WHAT THIS TASK INVOLVES:
From the faculty profiles below, return word for word the stretch that begins at "Kristen Case teaches" and stops after "the Mellon Foundation.".

TEXT:
John is an economist and advocate for social justice. He has worked with informal vendors in Quito Ecuador and coffee growers in Mexico and Nicaragua. He led a student group to Chiapas Mexico on a research project investigating the impact of fair trade participation on childhood nutrition and education. Most recently he spent time in Matagalpa Nicaragua working with fair trade and traditional coffee growers and plans on returning with a student group. His course offerings include International Economic Development, International Trade and Finance and Behavioral Economics. When not in the classroom, John enjoys hiking, travelling and gardening.
Kristen Case teaches courses in American literature, environmental writing, and the intersection of 20th- and 21st-century American literature and philosophy. She has published essays on Henry David Thoreau, Robert Frost, Ezra Pound, Wallace Stevens, and William James, and is the author of American Pragmatism and Poetic Practice: Crosscurrents from Emerson to Susan Howe (Camden House, 2011). Her poetry collection, Little Arias (New Issues, 2015) won the Maine literary Award for Poetry. She is co-editor of the volumes Thoreau at 200: Essays and Reassessments (Cambridge UP, 2016) and 21|19: Contemporary Poets on Nineteenth-Century American Texts (forthcoming, Milkweed Editions). She directs Thoreau’s Kalendar: A Digital Archive of the Phenological Manuscripts of Henry David Thoreau and The New Commons Project, a public humanities initiative sponsored by the Mellon Foundation.
Christine Darrohn has always been a devoted reader--as a little girl she refused to take her naps unless she could take a book to bed. Today Christine is devoted to guiding her students to become strong readers of literature who can explore the meanings of the very smallest of textual details. In her scholarship, Christine also examines texts closely in relation to a variety of cultural contexts, such as the Great War and attitudes towards empire. More fundamentally, she is interested in writers' representations of the possibilities and difficulties of forming human connections across social barriers. Holding an MFA in creative writing in addition to a PhD in literature, Christine is a published fiction writer and is currently working on a novel. Moreover, as Campus Writing Coordinator, Christine assists faculty across campus in supporting students' development as writers.

EXCERPTED DATA:
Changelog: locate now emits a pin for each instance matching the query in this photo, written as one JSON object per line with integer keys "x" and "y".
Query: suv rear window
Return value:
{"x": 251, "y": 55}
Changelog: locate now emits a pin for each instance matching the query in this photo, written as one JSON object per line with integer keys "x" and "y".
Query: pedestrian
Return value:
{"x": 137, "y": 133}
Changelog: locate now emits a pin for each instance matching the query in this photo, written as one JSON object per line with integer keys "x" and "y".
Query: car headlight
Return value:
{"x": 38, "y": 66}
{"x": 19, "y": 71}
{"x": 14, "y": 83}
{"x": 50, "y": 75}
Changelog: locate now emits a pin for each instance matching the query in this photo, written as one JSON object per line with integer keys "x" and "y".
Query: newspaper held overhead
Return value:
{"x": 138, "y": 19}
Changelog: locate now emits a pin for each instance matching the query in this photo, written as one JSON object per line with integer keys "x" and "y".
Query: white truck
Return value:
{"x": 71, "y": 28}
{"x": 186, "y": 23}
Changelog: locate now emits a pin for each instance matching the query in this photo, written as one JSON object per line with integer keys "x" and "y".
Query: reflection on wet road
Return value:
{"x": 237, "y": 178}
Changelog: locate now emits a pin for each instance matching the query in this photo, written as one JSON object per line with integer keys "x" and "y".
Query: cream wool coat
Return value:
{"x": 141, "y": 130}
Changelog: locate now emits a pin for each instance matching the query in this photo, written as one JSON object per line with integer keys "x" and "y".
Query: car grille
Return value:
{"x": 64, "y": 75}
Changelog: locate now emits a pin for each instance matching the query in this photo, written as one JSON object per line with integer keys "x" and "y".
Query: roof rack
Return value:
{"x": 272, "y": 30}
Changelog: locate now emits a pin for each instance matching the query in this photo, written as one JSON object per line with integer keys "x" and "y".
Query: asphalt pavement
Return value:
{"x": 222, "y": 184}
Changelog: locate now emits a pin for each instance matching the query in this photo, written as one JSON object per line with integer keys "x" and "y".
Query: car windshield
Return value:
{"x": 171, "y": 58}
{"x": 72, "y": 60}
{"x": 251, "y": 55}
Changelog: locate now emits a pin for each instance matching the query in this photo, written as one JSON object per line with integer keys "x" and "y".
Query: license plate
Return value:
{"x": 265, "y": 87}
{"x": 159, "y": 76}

SOLUTION TO THIS TASK:
Kristen Case teaches courses in American literature, environmental writing, and the intersection of 20th- and 21st-century American literature and philosophy. She has published essays on Henry David Thoreau, Robert Frost, Ezra Pound, Wallace Stevens, and William James, and is the author of American Pragmatism and Poetic Practice: Crosscurrents from Emerson to Susan Howe (Camden House, 2011). Her poetry collection, Little Arias (New Issues, 2015) won the Maine literary Award for Poetry. She is co-editor of the volumes Thoreau at 200: Essays and Reassessments (Cambridge UP, 2016) and 21|19: Contemporary Poets on Nineteenth-Century American Texts (forthcoming, Milkweed Editions). She directs Thoreau’s Kalendar: A Digital Archive of the Phenological Manuscripts of Henry David Thoreau and The New Commons Project, a public humanities initiative sponsored by the Mellon Foundation.